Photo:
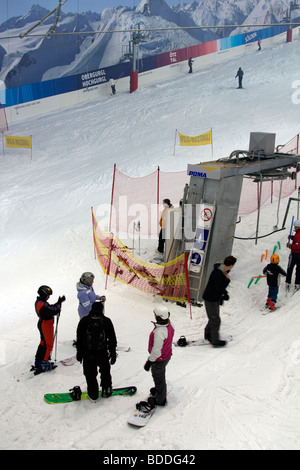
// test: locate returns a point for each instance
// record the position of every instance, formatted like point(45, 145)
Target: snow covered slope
point(245, 396)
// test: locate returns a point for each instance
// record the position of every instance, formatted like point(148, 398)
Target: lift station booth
point(204, 224)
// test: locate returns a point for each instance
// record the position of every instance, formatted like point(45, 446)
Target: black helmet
point(44, 291)
point(87, 278)
point(182, 341)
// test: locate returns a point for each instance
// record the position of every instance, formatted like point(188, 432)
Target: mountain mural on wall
point(37, 58)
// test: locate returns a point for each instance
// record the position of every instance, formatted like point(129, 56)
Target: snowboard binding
point(75, 393)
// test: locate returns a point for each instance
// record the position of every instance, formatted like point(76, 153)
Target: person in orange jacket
point(46, 314)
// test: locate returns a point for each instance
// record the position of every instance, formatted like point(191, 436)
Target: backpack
point(95, 338)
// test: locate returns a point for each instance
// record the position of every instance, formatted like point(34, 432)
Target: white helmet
point(161, 311)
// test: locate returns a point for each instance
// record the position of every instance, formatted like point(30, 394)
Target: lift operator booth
point(204, 224)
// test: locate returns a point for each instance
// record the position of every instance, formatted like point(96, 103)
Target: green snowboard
point(66, 397)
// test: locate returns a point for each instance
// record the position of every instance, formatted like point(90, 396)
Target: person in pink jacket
point(160, 352)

• TASK REQUIREMENTS
For every line above that includes the string "position", copy the line.

• EXERCISE OUTPUT
// record the position of every instance, formatted like point(45, 145)
// record the position of every instance, formatted like point(148, 398)
// record the position of every instance, formatted like point(45, 446)
// record the position of every instance, formatted like point(188, 432)
// record the position of every instance, formatted like point(129, 56)
// record the position of every instance, formatted like point(76, 153)
// record the position of every instance, formatted like point(191, 436)
// record the position of every instance, formatted like point(34, 432)
// record the position of every instance, formatted like point(30, 394)
// record the position of every instance, formatted like point(96, 103)
// record the position of every instance, formatted like point(90, 396)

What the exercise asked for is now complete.